> Exercise instructions
Translate this sentence from the transcript below into Spanish: "Yeah, I think REO wants to jump in here for a moment."

> Text provided
'''

It's parallel distributed make. And people come to us all the time and say, people still use make, I'm like, yeah, things that have been around for 40 years are generally pretty fucking useful, right? <laugh>, they're the things that are not useful, they tend to go away after a year or two, like bad restaurants and, and and so on. So I, so I always find it kind of amusing that it's, you know, it's really about can, if I can treat it as just another thing that I deploy to from the, from the orchestration and automation perspective that, you know, that's the hat I wear, then I don't care. You know? And, and neither really should anybody else Now licensing costs and training and, and, and quite frankly, I mean, you know, yes there are, you know, modern languages and those kinds of things, but getting a, and I'm gonna be grossly generalistic here, but getting a millennial to go sit down and write software for, for a, for a a mainframe is, you're gonna have to tie him down a little bit and convince 'em that it's fun, you know? Um, we'll, we'll come back to that one. Yeah, I think REO wants to jump in here for a moment.

'''

> Listed entries

'''

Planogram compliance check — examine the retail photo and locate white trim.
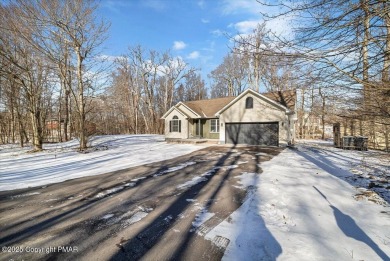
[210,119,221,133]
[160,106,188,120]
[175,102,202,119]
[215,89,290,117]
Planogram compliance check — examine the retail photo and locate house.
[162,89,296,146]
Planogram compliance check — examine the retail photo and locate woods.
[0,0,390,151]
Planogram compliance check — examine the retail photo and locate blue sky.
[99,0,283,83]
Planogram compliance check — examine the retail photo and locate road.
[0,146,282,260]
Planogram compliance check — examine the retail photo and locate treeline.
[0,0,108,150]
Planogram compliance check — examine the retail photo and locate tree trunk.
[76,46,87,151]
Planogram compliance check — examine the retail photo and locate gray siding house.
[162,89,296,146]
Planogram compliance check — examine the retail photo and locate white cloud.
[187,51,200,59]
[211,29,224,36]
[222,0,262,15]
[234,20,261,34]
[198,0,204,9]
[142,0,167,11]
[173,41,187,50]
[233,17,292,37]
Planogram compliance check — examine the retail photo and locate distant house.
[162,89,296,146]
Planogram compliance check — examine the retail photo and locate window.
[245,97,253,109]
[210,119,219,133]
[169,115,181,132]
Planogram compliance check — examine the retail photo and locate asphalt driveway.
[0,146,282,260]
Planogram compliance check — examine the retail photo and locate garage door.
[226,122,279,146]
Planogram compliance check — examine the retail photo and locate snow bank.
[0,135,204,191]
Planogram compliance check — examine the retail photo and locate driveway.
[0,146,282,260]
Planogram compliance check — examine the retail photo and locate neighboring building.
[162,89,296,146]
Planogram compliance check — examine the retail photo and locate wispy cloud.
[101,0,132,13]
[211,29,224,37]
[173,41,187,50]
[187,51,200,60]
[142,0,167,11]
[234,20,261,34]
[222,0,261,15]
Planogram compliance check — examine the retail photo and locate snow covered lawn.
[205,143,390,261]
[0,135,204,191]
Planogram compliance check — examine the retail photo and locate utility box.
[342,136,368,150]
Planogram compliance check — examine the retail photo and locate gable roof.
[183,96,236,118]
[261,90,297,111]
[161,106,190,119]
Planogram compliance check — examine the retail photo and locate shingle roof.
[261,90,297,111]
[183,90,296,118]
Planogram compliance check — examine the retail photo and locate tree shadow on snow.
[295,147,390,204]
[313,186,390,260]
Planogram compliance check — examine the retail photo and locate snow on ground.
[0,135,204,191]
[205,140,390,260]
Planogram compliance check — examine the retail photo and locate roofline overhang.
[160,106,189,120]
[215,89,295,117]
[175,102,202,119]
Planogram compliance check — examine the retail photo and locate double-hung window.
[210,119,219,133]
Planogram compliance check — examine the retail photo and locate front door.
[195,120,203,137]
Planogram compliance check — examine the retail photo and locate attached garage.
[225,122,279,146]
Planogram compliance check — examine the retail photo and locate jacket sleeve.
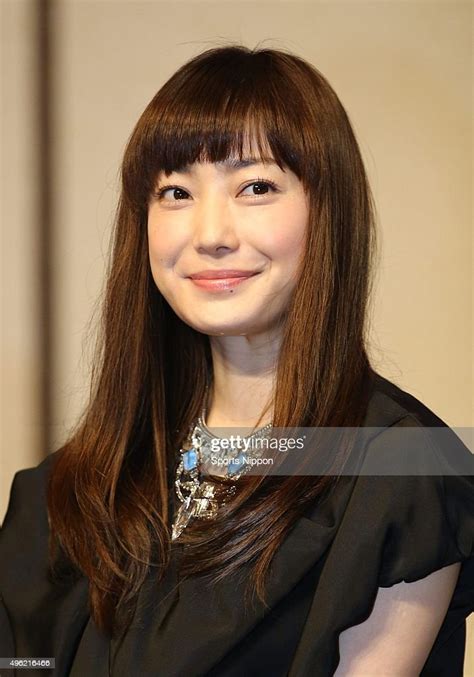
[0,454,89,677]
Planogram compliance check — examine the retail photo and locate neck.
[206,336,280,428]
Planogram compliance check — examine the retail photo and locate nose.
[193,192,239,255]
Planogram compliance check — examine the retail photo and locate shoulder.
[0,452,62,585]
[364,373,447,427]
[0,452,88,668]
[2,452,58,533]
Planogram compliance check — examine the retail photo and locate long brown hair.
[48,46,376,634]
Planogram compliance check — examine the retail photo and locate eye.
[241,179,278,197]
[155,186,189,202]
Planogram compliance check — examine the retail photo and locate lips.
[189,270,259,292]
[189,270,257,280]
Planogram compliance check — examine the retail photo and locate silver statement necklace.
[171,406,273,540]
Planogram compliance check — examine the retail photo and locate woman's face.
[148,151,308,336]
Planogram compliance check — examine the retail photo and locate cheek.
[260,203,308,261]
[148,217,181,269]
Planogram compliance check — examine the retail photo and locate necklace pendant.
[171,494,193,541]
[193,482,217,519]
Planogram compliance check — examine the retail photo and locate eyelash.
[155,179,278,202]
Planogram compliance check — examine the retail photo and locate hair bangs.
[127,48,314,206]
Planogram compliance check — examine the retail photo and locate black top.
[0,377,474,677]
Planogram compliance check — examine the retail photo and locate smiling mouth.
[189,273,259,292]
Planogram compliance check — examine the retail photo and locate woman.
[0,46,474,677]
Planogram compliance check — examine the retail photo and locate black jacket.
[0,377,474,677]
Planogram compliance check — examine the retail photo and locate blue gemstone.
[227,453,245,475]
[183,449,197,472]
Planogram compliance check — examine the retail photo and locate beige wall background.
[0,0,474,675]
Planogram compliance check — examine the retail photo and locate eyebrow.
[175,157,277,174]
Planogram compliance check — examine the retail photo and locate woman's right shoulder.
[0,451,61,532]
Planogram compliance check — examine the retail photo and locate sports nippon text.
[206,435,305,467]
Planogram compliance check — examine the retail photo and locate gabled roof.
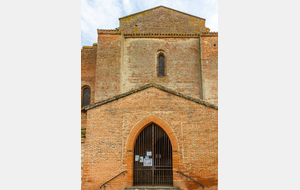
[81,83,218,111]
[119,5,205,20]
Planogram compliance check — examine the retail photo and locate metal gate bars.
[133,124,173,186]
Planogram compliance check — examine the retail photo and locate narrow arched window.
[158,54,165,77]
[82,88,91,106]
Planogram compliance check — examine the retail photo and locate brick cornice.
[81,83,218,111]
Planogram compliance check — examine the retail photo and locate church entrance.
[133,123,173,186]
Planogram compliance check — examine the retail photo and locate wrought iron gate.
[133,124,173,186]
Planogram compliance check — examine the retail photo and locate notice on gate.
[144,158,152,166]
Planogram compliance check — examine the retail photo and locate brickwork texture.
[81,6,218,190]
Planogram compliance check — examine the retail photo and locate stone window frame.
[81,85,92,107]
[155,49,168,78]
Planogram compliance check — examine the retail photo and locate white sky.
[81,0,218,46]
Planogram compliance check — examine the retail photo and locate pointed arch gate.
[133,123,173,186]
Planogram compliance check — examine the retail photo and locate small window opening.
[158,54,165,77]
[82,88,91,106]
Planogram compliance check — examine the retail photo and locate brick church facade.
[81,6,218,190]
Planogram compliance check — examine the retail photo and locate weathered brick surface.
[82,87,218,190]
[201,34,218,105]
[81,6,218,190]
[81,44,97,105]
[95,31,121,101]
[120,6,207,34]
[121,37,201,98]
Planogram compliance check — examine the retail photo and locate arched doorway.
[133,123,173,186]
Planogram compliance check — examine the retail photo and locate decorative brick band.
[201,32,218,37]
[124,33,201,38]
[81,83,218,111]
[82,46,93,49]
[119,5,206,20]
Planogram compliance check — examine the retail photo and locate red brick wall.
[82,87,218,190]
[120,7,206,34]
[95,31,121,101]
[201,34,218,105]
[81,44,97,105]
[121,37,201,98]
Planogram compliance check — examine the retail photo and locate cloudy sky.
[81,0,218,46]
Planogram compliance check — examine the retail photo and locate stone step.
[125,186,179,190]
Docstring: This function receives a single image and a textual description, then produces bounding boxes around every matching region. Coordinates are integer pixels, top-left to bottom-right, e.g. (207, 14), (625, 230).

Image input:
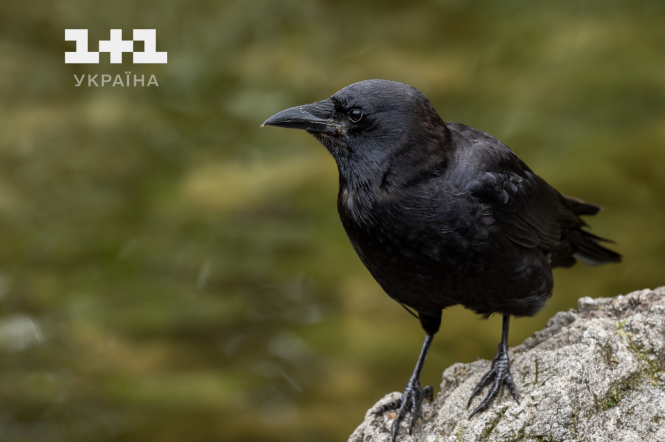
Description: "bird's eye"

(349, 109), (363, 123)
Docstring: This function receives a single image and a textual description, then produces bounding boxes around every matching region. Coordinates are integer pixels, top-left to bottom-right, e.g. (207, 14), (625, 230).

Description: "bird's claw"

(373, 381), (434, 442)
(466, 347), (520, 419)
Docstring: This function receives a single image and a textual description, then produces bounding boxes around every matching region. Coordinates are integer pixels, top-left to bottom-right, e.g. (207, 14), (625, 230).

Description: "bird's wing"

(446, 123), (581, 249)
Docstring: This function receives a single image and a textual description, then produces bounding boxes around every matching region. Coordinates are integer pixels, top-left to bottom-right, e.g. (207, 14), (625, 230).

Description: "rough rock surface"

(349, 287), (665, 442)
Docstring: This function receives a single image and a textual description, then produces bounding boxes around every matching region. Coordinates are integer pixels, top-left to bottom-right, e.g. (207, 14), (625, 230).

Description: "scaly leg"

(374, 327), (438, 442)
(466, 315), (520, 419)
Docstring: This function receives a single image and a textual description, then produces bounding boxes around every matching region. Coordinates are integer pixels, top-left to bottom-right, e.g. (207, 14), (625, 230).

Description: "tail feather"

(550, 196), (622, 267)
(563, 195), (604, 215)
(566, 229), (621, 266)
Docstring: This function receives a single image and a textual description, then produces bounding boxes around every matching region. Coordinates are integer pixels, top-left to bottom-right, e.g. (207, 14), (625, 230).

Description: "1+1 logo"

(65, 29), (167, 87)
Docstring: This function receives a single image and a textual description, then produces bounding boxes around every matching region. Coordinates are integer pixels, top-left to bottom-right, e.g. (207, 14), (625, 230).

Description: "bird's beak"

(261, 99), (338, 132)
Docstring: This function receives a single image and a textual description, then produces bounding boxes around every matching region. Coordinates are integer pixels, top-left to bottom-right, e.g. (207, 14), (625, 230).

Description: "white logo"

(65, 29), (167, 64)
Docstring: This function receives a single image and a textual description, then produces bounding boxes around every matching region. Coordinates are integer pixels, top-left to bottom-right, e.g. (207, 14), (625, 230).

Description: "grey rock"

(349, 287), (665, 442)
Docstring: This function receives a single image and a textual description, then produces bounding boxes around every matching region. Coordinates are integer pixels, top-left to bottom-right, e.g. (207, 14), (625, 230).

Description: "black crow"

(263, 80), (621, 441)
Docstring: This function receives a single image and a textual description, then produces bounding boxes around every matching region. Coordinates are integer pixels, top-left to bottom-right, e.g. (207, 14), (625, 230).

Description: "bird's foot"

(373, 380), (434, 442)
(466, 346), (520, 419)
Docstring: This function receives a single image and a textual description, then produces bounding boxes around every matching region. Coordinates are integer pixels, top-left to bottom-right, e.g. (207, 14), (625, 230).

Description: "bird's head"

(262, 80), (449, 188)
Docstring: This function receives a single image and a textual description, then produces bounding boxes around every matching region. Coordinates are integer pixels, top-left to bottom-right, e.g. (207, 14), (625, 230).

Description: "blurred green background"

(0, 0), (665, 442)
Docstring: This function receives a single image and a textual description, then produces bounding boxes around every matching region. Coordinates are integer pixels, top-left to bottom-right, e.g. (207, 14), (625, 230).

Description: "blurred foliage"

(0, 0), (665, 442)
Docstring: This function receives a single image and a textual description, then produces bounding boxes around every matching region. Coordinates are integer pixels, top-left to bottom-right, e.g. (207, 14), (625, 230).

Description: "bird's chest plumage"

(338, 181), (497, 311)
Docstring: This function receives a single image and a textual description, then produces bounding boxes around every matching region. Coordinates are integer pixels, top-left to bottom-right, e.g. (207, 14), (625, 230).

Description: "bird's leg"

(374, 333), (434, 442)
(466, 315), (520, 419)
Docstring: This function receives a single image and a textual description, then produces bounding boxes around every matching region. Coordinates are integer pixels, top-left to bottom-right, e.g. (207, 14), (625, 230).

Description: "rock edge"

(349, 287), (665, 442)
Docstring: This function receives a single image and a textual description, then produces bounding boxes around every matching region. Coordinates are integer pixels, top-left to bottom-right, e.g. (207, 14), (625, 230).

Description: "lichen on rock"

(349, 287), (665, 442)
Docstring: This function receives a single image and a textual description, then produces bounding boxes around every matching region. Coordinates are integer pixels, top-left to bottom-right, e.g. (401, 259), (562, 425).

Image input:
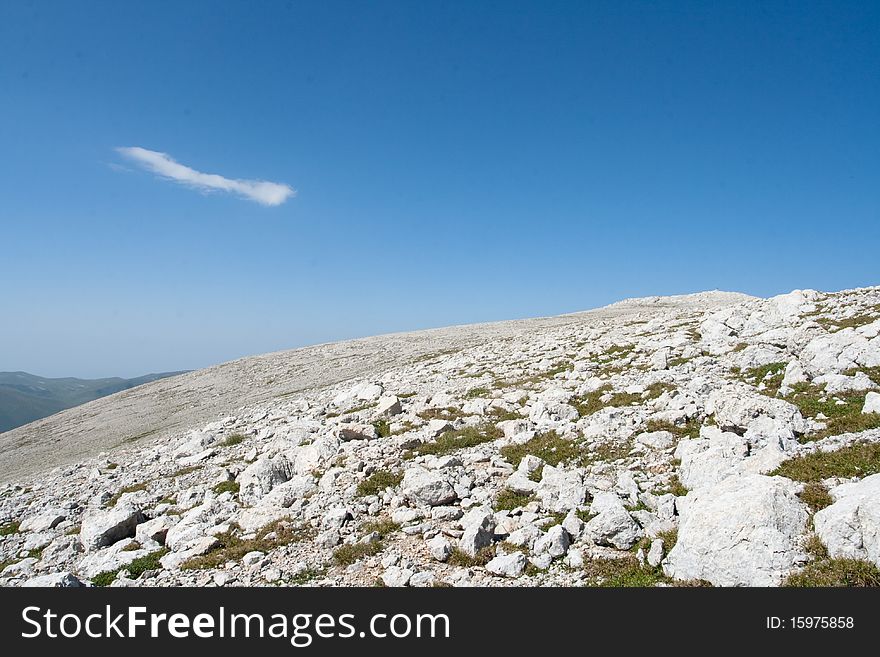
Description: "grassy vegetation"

'''

> Solved problem
Sí, creo que REO quiere intervenir aquí un momento.